## Direction
Render the lines of the items from the one containing "Return the outline of every instance of the flagpole." through the one containing "[[[11,38],[11,3],[10,3],[10,24],[9,24],[9,32],[10,32],[10,38]]]", both included, as a numbered list. Omit any blank lines.

## Provided material
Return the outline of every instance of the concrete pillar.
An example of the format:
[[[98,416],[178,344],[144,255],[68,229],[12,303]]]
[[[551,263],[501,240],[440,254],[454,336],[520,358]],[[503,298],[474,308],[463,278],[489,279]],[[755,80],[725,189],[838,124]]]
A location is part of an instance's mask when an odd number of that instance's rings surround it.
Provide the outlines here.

---

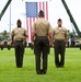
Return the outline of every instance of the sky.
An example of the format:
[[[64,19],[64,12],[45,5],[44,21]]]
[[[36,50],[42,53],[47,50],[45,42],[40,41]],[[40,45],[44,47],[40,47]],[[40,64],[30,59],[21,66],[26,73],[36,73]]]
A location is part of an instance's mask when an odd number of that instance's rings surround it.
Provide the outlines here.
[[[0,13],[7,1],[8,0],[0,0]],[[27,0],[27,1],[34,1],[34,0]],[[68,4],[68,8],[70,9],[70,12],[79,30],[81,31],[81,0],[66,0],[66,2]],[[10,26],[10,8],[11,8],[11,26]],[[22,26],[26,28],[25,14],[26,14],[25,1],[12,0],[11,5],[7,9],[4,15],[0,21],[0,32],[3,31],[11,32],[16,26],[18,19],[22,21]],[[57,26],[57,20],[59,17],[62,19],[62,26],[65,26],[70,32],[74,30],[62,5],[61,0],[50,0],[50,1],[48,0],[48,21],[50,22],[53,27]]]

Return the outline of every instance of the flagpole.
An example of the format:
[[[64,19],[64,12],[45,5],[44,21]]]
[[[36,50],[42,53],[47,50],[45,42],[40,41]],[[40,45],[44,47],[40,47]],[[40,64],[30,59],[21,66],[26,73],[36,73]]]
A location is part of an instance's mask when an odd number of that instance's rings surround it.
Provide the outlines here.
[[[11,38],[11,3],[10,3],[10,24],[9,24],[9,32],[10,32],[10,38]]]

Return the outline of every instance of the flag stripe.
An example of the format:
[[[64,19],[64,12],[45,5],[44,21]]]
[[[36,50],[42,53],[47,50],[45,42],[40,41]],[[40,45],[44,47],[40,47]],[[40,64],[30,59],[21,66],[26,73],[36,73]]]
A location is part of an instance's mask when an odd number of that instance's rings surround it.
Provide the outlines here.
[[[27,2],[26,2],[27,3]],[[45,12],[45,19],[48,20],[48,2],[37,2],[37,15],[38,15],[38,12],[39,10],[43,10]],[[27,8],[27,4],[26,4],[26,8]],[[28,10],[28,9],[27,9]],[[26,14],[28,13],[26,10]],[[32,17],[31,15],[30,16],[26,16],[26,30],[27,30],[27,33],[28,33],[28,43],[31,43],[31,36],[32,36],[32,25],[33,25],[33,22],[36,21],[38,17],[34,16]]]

---

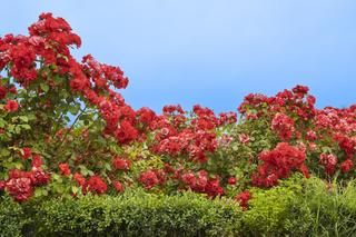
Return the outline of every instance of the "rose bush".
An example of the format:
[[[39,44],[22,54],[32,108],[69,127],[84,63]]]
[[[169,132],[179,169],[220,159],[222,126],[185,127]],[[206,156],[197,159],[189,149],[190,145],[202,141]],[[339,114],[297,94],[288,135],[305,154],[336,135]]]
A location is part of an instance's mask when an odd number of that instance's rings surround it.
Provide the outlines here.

## Output for this exercise
1. Return the outline of every instance of the flagpole.
2. An example of the format:
3. [[[64,19],[64,12],[45,5],[44,21]]]
4. [[[36,50],[42,53],[47,50],[45,42],[40,41]],[[40,45],[44,47],[40,47]],[[40,64],[30,59],[21,66],[26,73],[36,73]]]
5. A location is part of an instance's mask when an odd number of that instance's rings surround it.
6. Provide the outlines here.
7. [[[11,38],[11,3],[10,3],[10,24],[9,24],[9,32],[10,32],[10,38]]]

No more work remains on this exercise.